**PROBLEM REQUIREMENTS:** Gather every line in the data below that contains the word "metal", and reproduce each such line in full.

**PROVIDED RECORDS:**
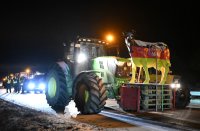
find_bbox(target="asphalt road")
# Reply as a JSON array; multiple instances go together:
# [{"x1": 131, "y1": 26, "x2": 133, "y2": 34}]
[{"x1": 0, "y1": 89, "x2": 200, "y2": 131}]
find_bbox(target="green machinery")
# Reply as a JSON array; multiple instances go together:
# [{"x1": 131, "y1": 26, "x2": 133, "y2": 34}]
[{"x1": 45, "y1": 34, "x2": 191, "y2": 114}]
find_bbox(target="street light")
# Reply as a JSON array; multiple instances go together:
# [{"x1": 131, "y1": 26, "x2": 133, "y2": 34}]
[
  {"x1": 26, "y1": 69, "x2": 30, "y2": 74},
  {"x1": 106, "y1": 34, "x2": 114, "y2": 42},
  {"x1": 26, "y1": 69, "x2": 31, "y2": 78}
]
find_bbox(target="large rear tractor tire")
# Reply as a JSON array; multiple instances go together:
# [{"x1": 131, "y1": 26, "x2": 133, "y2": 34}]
[
  {"x1": 176, "y1": 87, "x2": 190, "y2": 109},
  {"x1": 45, "y1": 61, "x2": 72, "y2": 112},
  {"x1": 73, "y1": 72, "x2": 107, "y2": 114}
]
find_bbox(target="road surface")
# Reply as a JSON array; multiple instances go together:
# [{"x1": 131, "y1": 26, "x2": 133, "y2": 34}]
[{"x1": 0, "y1": 89, "x2": 200, "y2": 131}]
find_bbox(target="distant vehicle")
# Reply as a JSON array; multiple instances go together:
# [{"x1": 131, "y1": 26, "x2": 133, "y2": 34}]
[{"x1": 22, "y1": 74, "x2": 46, "y2": 93}]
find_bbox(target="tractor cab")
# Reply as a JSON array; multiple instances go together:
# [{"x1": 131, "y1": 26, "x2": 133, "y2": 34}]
[
  {"x1": 65, "y1": 38, "x2": 107, "y2": 63},
  {"x1": 65, "y1": 38, "x2": 111, "y2": 77}
]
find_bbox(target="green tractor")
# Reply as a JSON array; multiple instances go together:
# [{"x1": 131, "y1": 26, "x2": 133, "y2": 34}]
[
  {"x1": 45, "y1": 33, "x2": 191, "y2": 114},
  {"x1": 45, "y1": 38, "x2": 131, "y2": 114}
]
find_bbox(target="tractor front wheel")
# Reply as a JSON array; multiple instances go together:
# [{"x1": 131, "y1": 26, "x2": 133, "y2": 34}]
[{"x1": 45, "y1": 62, "x2": 72, "y2": 112}]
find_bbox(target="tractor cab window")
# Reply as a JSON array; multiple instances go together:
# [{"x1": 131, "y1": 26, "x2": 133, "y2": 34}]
[{"x1": 107, "y1": 47, "x2": 119, "y2": 56}]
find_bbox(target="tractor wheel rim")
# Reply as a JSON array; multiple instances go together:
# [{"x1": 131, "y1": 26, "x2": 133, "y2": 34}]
[
  {"x1": 48, "y1": 77, "x2": 57, "y2": 98},
  {"x1": 84, "y1": 90, "x2": 89, "y2": 103},
  {"x1": 80, "y1": 84, "x2": 89, "y2": 103}
]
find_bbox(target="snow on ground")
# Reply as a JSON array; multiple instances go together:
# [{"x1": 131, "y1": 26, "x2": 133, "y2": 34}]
[
  {"x1": 0, "y1": 89, "x2": 102, "y2": 131},
  {"x1": 0, "y1": 99, "x2": 102, "y2": 131}
]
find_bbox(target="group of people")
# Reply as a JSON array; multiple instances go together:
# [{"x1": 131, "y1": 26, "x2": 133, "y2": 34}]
[{"x1": 4, "y1": 74, "x2": 22, "y2": 93}]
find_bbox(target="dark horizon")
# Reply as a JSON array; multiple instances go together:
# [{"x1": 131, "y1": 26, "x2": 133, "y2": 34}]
[{"x1": 0, "y1": 1, "x2": 200, "y2": 84}]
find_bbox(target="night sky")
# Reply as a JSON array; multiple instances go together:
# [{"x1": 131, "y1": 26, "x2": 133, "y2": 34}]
[{"x1": 0, "y1": 1, "x2": 200, "y2": 84}]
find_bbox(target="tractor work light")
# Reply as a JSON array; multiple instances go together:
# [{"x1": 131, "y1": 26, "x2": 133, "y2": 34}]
[
  {"x1": 170, "y1": 83, "x2": 181, "y2": 89},
  {"x1": 77, "y1": 53, "x2": 87, "y2": 63},
  {"x1": 28, "y1": 82, "x2": 35, "y2": 89},
  {"x1": 39, "y1": 83, "x2": 46, "y2": 89}
]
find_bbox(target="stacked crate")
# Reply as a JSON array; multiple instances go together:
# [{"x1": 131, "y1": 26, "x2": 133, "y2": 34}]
[{"x1": 140, "y1": 84, "x2": 173, "y2": 110}]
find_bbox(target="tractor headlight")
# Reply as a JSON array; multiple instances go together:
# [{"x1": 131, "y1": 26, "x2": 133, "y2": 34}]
[
  {"x1": 28, "y1": 82, "x2": 35, "y2": 89},
  {"x1": 39, "y1": 83, "x2": 46, "y2": 89},
  {"x1": 170, "y1": 83, "x2": 181, "y2": 88},
  {"x1": 77, "y1": 53, "x2": 87, "y2": 63}
]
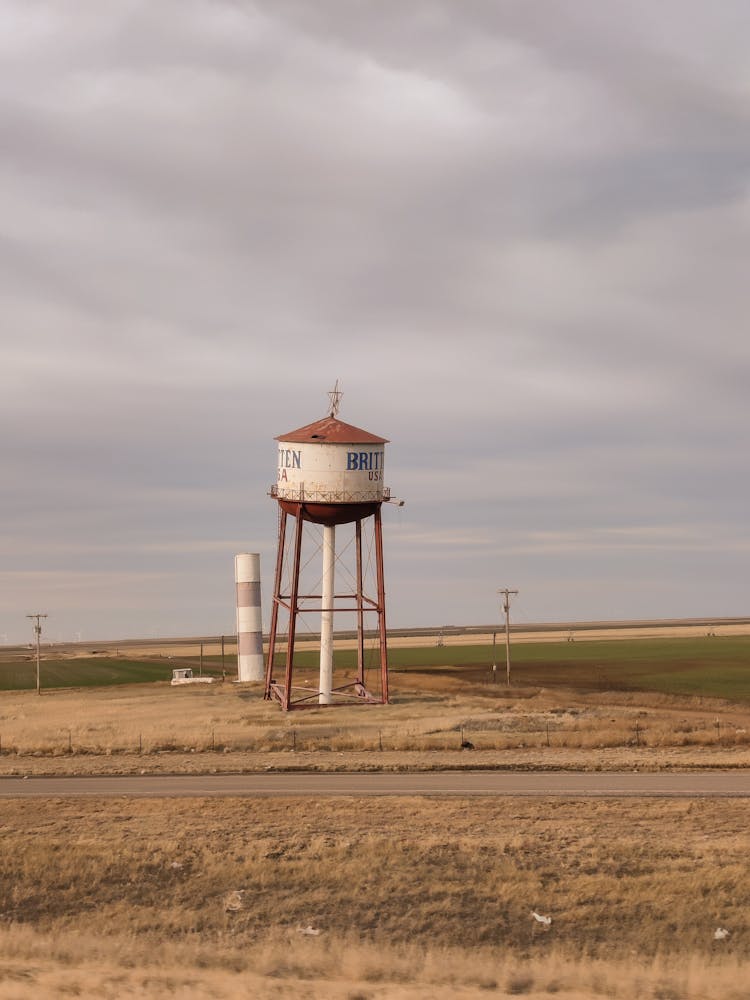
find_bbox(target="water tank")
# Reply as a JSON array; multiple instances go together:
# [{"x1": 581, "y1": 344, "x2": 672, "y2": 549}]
[{"x1": 271, "y1": 416, "x2": 390, "y2": 525}]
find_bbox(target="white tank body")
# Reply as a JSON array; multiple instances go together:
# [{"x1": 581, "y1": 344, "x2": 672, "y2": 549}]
[{"x1": 276, "y1": 418, "x2": 394, "y2": 504}]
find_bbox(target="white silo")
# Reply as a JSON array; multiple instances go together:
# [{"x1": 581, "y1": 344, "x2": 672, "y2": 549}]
[
  {"x1": 234, "y1": 552, "x2": 264, "y2": 681},
  {"x1": 266, "y1": 388, "x2": 390, "y2": 709}
]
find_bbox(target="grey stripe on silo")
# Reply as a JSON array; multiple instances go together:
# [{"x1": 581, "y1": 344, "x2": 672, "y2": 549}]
[{"x1": 234, "y1": 552, "x2": 264, "y2": 681}]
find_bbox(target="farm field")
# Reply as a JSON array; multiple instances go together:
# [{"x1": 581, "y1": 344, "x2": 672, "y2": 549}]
[
  {"x1": 0, "y1": 636, "x2": 750, "y2": 702},
  {"x1": 0, "y1": 636, "x2": 750, "y2": 1000},
  {"x1": 0, "y1": 798, "x2": 750, "y2": 1000}
]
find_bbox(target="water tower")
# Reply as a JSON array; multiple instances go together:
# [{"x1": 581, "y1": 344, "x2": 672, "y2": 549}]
[{"x1": 265, "y1": 382, "x2": 390, "y2": 711}]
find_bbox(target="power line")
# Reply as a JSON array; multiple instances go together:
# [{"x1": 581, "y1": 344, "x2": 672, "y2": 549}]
[
  {"x1": 26, "y1": 614, "x2": 47, "y2": 694},
  {"x1": 498, "y1": 587, "x2": 518, "y2": 687}
]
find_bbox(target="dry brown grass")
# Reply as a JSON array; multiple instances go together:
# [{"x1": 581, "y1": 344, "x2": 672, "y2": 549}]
[
  {"x1": 0, "y1": 674, "x2": 750, "y2": 1000},
  {"x1": 0, "y1": 673, "x2": 750, "y2": 773},
  {"x1": 0, "y1": 799, "x2": 750, "y2": 1000}
]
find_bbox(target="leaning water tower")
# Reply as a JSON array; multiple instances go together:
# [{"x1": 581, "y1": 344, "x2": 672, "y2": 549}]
[{"x1": 265, "y1": 382, "x2": 390, "y2": 711}]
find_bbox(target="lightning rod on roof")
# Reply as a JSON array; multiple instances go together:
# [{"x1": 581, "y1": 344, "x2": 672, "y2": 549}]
[{"x1": 328, "y1": 379, "x2": 344, "y2": 417}]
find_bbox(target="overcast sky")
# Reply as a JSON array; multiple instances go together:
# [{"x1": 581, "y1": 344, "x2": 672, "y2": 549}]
[{"x1": 0, "y1": 0, "x2": 750, "y2": 642}]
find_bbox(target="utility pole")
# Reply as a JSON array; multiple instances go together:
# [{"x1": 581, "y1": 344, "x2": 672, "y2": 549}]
[
  {"x1": 26, "y1": 615, "x2": 47, "y2": 694},
  {"x1": 498, "y1": 587, "x2": 518, "y2": 687}
]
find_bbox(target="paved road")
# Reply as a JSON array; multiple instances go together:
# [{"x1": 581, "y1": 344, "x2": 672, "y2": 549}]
[{"x1": 0, "y1": 771, "x2": 750, "y2": 799}]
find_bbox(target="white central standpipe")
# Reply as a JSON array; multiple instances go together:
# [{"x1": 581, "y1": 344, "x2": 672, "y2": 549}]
[{"x1": 318, "y1": 524, "x2": 336, "y2": 705}]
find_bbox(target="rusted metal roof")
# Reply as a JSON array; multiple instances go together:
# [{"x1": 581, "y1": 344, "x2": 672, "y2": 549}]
[{"x1": 275, "y1": 417, "x2": 388, "y2": 444}]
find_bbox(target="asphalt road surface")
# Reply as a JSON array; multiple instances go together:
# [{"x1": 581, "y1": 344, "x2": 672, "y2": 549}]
[{"x1": 0, "y1": 771, "x2": 750, "y2": 799}]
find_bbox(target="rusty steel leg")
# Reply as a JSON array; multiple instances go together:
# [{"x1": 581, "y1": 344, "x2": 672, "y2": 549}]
[
  {"x1": 374, "y1": 505, "x2": 388, "y2": 705},
  {"x1": 355, "y1": 521, "x2": 365, "y2": 685},
  {"x1": 263, "y1": 510, "x2": 286, "y2": 701},
  {"x1": 282, "y1": 505, "x2": 303, "y2": 712}
]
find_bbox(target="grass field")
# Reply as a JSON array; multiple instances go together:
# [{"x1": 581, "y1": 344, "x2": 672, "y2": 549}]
[
  {"x1": 0, "y1": 798, "x2": 750, "y2": 1000},
  {"x1": 0, "y1": 638, "x2": 750, "y2": 1000},
  {"x1": 0, "y1": 636, "x2": 750, "y2": 702}
]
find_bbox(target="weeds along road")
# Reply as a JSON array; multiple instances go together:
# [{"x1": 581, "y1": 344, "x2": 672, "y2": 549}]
[{"x1": 0, "y1": 770, "x2": 750, "y2": 799}]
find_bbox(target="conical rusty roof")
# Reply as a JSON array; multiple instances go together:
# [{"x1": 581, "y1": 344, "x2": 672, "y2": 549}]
[{"x1": 275, "y1": 417, "x2": 388, "y2": 444}]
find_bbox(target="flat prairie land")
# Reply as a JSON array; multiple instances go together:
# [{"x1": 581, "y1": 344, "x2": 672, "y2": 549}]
[
  {"x1": 0, "y1": 637, "x2": 750, "y2": 1000},
  {"x1": 0, "y1": 640, "x2": 750, "y2": 774},
  {"x1": 0, "y1": 798, "x2": 750, "y2": 1000}
]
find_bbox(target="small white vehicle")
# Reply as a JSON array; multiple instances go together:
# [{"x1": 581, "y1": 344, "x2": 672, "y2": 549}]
[{"x1": 172, "y1": 667, "x2": 214, "y2": 686}]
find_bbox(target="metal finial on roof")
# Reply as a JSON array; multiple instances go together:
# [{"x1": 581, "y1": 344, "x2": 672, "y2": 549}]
[{"x1": 328, "y1": 379, "x2": 344, "y2": 417}]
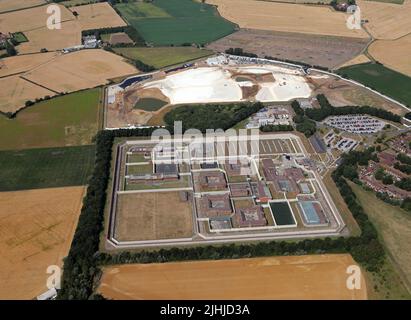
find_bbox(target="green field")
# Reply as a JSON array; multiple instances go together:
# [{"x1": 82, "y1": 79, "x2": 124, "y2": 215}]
[
  {"x1": 350, "y1": 183, "x2": 411, "y2": 299},
  {"x1": 338, "y1": 63, "x2": 411, "y2": 106},
  {"x1": 0, "y1": 89, "x2": 100, "y2": 150},
  {"x1": 113, "y1": 47, "x2": 213, "y2": 69},
  {"x1": 115, "y1": 0, "x2": 235, "y2": 46},
  {"x1": 0, "y1": 145, "x2": 95, "y2": 191}
]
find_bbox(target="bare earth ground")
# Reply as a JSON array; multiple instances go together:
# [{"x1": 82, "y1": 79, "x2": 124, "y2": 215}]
[
  {"x1": 310, "y1": 73, "x2": 406, "y2": 115},
  {"x1": 357, "y1": 0, "x2": 411, "y2": 40},
  {"x1": 115, "y1": 192, "x2": 193, "y2": 241},
  {"x1": 0, "y1": 187, "x2": 85, "y2": 299},
  {"x1": 24, "y1": 49, "x2": 138, "y2": 92},
  {"x1": 0, "y1": 76, "x2": 55, "y2": 113},
  {"x1": 208, "y1": 29, "x2": 368, "y2": 68},
  {"x1": 0, "y1": 3, "x2": 126, "y2": 54},
  {"x1": 0, "y1": 0, "x2": 46, "y2": 13},
  {"x1": 368, "y1": 34, "x2": 411, "y2": 77},
  {"x1": 207, "y1": 0, "x2": 368, "y2": 38},
  {"x1": 99, "y1": 254, "x2": 367, "y2": 300},
  {"x1": 70, "y1": 2, "x2": 127, "y2": 30},
  {"x1": 338, "y1": 54, "x2": 371, "y2": 68}
]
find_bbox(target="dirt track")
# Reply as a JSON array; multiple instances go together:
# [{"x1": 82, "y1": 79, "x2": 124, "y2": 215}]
[{"x1": 99, "y1": 255, "x2": 367, "y2": 300}]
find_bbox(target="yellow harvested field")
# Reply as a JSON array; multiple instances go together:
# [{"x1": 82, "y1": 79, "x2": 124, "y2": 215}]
[
  {"x1": 357, "y1": 0, "x2": 411, "y2": 40},
  {"x1": 0, "y1": 76, "x2": 55, "y2": 113},
  {"x1": 0, "y1": 5, "x2": 75, "y2": 33},
  {"x1": 0, "y1": 187, "x2": 85, "y2": 299},
  {"x1": 338, "y1": 54, "x2": 371, "y2": 68},
  {"x1": 0, "y1": 0, "x2": 46, "y2": 12},
  {"x1": 98, "y1": 254, "x2": 367, "y2": 300},
  {"x1": 70, "y1": 2, "x2": 127, "y2": 30},
  {"x1": 24, "y1": 49, "x2": 138, "y2": 92},
  {"x1": 368, "y1": 34, "x2": 411, "y2": 77},
  {"x1": 207, "y1": 0, "x2": 368, "y2": 38},
  {"x1": 17, "y1": 21, "x2": 81, "y2": 54},
  {"x1": 0, "y1": 52, "x2": 58, "y2": 77}
]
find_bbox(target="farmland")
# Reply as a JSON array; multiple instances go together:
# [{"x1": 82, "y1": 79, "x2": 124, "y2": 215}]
[
  {"x1": 115, "y1": 0, "x2": 238, "y2": 46},
  {"x1": 351, "y1": 184, "x2": 411, "y2": 296},
  {"x1": 368, "y1": 34, "x2": 411, "y2": 77},
  {"x1": 0, "y1": 89, "x2": 100, "y2": 150},
  {"x1": 207, "y1": 29, "x2": 367, "y2": 68},
  {"x1": 338, "y1": 63, "x2": 411, "y2": 105},
  {"x1": 0, "y1": 146, "x2": 95, "y2": 191},
  {"x1": 208, "y1": 0, "x2": 368, "y2": 38},
  {"x1": 116, "y1": 192, "x2": 193, "y2": 241},
  {"x1": 0, "y1": 186, "x2": 85, "y2": 300},
  {"x1": 98, "y1": 255, "x2": 367, "y2": 300},
  {"x1": 0, "y1": 0, "x2": 46, "y2": 13},
  {"x1": 357, "y1": 0, "x2": 411, "y2": 39},
  {"x1": 114, "y1": 47, "x2": 212, "y2": 69}
]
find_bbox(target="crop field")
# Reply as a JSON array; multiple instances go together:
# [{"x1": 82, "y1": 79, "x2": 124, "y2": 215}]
[
  {"x1": 114, "y1": 47, "x2": 213, "y2": 69},
  {"x1": 0, "y1": 76, "x2": 55, "y2": 113},
  {"x1": 115, "y1": 0, "x2": 235, "y2": 46},
  {"x1": 0, "y1": 89, "x2": 101, "y2": 150},
  {"x1": 0, "y1": 0, "x2": 46, "y2": 13},
  {"x1": 207, "y1": 29, "x2": 368, "y2": 68},
  {"x1": 0, "y1": 145, "x2": 95, "y2": 191},
  {"x1": 351, "y1": 184, "x2": 411, "y2": 288},
  {"x1": 207, "y1": 0, "x2": 368, "y2": 38},
  {"x1": 0, "y1": 187, "x2": 85, "y2": 300},
  {"x1": 368, "y1": 34, "x2": 411, "y2": 77},
  {"x1": 115, "y1": 192, "x2": 193, "y2": 241},
  {"x1": 24, "y1": 49, "x2": 138, "y2": 92},
  {"x1": 0, "y1": 3, "x2": 125, "y2": 54},
  {"x1": 70, "y1": 2, "x2": 127, "y2": 30},
  {"x1": 338, "y1": 63, "x2": 411, "y2": 105},
  {"x1": 357, "y1": 0, "x2": 411, "y2": 39},
  {"x1": 98, "y1": 254, "x2": 367, "y2": 300}
]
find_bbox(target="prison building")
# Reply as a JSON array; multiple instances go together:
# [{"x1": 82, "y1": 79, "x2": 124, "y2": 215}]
[
  {"x1": 235, "y1": 206, "x2": 267, "y2": 228},
  {"x1": 198, "y1": 194, "x2": 233, "y2": 218},
  {"x1": 230, "y1": 183, "x2": 253, "y2": 198},
  {"x1": 199, "y1": 171, "x2": 227, "y2": 190},
  {"x1": 251, "y1": 181, "x2": 272, "y2": 203}
]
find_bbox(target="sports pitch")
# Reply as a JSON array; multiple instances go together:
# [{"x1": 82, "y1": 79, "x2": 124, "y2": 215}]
[
  {"x1": 338, "y1": 63, "x2": 411, "y2": 105},
  {"x1": 0, "y1": 89, "x2": 100, "y2": 150},
  {"x1": 115, "y1": 0, "x2": 235, "y2": 46},
  {"x1": 0, "y1": 146, "x2": 95, "y2": 191}
]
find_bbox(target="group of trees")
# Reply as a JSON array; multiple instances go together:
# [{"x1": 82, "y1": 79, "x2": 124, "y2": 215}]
[{"x1": 164, "y1": 102, "x2": 264, "y2": 132}]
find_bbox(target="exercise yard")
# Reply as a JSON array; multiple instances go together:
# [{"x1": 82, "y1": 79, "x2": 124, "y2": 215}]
[{"x1": 98, "y1": 254, "x2": 367, "y2": 300}]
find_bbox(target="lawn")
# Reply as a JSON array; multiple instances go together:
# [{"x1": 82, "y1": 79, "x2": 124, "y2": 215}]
[
  {"x1": 350, "y1": 183, "x2": 411, "y2": 296},
  {"x1": 115, "y1": 0, "x2": 235, "y2": 46},
  {"x1": 0, "y1": 89, "x2": 100, "y2": 150},
  {"x1": 338, "y1": 63, "x2": 411, "y2": 105},
  {"x1": 0, "y1": 145, "x2": 95, "y2": 191},
  {"x1": 113, "y1": 47, "x2": 213, "y2": 69}
]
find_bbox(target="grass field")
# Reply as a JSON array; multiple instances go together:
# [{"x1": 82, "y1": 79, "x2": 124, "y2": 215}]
[
  {"x1": 0, "y1": 89, "x2": 100, "y2": 150},
  {"x1": 98, "y1": 254, "x2": 367, "y2": 300},
  {"x1": 338, "y1": 63, "x2": 411, "y2": 105},
  {"x1": 114, "y1": 47, "x2": 213, "y2": 69},
  {"x1": 0, "y1": 145, "x2": 95, "y2": 191},
  {"x1": 115, "y1": 192, "x2": 193, "y2": 241},
  {"x1": 350, "y1": 183, "x2": 411, "y2": 296},
  {"x1": 0, "y1": 186, "x2": 85, "y2": 300},
  {"x1": 115, "y1": 0, "x2": 235, "y2": 46}
]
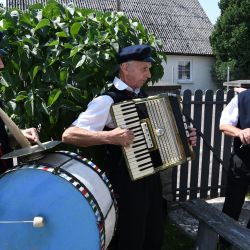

**SOLVED PROBLEM:**
find_bbox(target="rusted metal roof")
find_bbox(target="metal finial on roof")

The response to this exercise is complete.